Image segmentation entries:
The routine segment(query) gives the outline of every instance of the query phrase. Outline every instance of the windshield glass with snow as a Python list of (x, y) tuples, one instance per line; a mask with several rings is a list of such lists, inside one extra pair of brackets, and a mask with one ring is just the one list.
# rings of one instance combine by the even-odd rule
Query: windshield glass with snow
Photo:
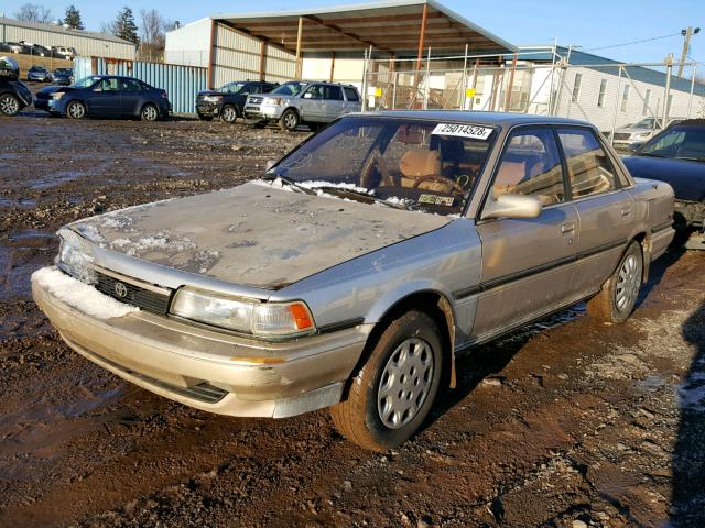
[(459, 215), (495, 140), (491, 127), (392, 118), (344, 118), (268, 172), (318, 194)]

- **WRITTEN INSTRUCTION**: Count the lines in the entries that contain the word "rule".

- **ANSWER TO THIS PROBLEM**: 1